TASK GOAL
Extract every line of the records below that contains the word "light", copying each line in full.

[Data items]

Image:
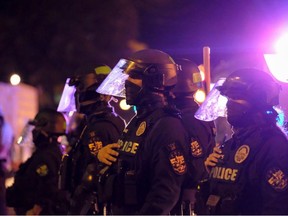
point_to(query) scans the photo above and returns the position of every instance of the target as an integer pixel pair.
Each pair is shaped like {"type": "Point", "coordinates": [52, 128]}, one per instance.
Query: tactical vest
{"type": "Point", "coordinates": [129, 163]}
{"type": "Point", "coordinates": [229, 178]}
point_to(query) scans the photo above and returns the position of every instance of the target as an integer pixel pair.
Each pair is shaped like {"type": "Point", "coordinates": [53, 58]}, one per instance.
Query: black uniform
{"type": "Point", "coordinates": [101, 129]}
{"type": "Point", "coordinates": [202, 139]}
{"type": "Point", "coordinates": [252, 177]}
{"type": "Point", "coordinates": [151, 164]}
{"type": "Point", "coordinates": [36, 182]}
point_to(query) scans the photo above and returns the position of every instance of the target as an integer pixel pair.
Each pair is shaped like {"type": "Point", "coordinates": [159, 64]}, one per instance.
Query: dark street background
{"type": "Point", "coordinates": [46, 41]}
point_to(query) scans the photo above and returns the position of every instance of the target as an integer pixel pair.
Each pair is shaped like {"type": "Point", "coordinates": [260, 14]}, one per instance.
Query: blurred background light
{"type": "Point", "coordinates": [123, 105]}
{"type": "Point", "coordinates": [15, 79]}
{"type": "Point", "coordinates": [200, 96]}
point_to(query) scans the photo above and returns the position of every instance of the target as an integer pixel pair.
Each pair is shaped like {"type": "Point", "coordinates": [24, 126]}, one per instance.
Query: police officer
{"type": "Point", "coordinates": [151, 165]}
{"type": "Point", "coordinates": [102, 127]}
{"type": "Point", "coordinates": [249, 172]}
{"type": "Point", "coordinates": [35, 190]}
{"type": "Point", "coordinates": [201, 133]}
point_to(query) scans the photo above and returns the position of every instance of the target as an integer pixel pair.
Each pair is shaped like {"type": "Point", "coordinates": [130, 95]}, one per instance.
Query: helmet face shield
{"type": "Point", "coordinates": [214, 105]}
{"type": "Point", "coordinates": [67, 101]}
{"type": "Point", "coordinates": [114, 84]}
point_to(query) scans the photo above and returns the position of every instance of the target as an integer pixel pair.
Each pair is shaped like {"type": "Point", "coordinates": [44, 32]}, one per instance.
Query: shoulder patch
{"type": "Point", "coordinates": [141, 129]}
{"type": "Point", "coordinates": [42, 170]}
{"type": "Point", "coordinates": [241, 154]}
{"type": "Point", "coordinates": [277, 179]}
{"type": "Point", "coordinates": [196, 148]}
{"type": "Point", "coordinates": [178, 162]}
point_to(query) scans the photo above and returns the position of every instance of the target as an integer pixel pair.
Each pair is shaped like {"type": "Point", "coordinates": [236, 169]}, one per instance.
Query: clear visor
{"type": "Point", "coordinates": [114, 83]}
{"type": "Point", "coordinates": [214, 105]}
{"type": "Point", "coordinates": [67, 101]}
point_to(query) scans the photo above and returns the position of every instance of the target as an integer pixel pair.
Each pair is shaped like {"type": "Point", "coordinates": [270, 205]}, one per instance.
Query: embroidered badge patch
{"type": "Point", "coordinates": [196, 149]}
{"type": "Point", "coordinates": [277, 179]}
{"type": "Point", "coordinates": [42, 170]}
{"type": "Point", "coordinates": [141, 129]}
{"type": "Point", "coordinates": [178, 162]}
{"type": "Point", "coordinates": [95, 147]}
{"type": "Point", "coordinates": [242, 153]}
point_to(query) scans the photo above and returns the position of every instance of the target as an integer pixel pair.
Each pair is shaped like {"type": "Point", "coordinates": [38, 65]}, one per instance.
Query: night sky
{"type": "Point", "coordinates": [52, 40]}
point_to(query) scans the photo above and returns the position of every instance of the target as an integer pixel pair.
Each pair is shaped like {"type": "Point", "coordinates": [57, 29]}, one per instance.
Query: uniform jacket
{"type": "Point", "coordinates": [151, 164]}
{"type": "Point", "coordinates": [252, 177]}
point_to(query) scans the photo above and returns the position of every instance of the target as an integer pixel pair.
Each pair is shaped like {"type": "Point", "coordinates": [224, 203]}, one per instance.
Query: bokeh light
{"type": "Point", "coordinates": [15, 79]}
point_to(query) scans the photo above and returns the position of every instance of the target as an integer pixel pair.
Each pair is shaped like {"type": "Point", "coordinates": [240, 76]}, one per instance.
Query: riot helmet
{"type": "Point", "coordinates": [155, 69]}
{"type": "Point", "coordinates": [48, 125]}
{"type": "Point", "coordinates": [249, 91]}
{"type": "Point", "coordinates": [80, 91]}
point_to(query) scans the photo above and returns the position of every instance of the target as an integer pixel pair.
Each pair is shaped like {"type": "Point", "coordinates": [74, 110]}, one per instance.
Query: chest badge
{"type": "Point", "coordinates": [241, 154]}
{"type": "Point", "coordinates": [141, 129]}
{"type": "Point", "coordinates": [277, 179]}
{"type": "Point", "coordinates": [196, 149]}
{"type": "Point", "coordinates": [178, 162]}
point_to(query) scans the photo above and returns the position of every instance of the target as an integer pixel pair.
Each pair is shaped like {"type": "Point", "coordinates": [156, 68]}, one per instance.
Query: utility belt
{"type": "Point", "coordinates": [222, 205]}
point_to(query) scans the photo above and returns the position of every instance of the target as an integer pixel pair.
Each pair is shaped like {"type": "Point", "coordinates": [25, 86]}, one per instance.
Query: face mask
{"type": "Point", "coordinates": [132, 92]}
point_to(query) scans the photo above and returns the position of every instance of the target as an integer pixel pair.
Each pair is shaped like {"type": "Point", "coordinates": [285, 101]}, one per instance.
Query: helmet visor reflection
{"type": "Point", "coordinates": [214, 105]}
{"type": "Point", "coordinates": [114, 83]}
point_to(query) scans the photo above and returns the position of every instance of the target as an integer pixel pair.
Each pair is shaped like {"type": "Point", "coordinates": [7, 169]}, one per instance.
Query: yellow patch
{"type": "Point", "coordinates": [42, 170]}
{"type": "Point", "coordinates": [196, 149]}
{"type": "Point", "coordinates": [277, 179]}
{"type": "Point", "coordinates": [141, 129]}
{"type": "Point", "coordinates": [178, 162]}
{"type": "Point", "coordinates": [95, 147]}
{"type": "Point", "coordinates": [242, 153]}
{"type": "Point", "coordinates": [172, 147]}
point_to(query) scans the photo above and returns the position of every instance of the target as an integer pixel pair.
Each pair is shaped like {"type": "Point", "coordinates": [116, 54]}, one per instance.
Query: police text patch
{"type": "Point", "coordinates": [277, 179]}
{"type": "Point", "coordinates": [178, 162]}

WORKED ANSWER
Query: blurred background light
Query: bokeh light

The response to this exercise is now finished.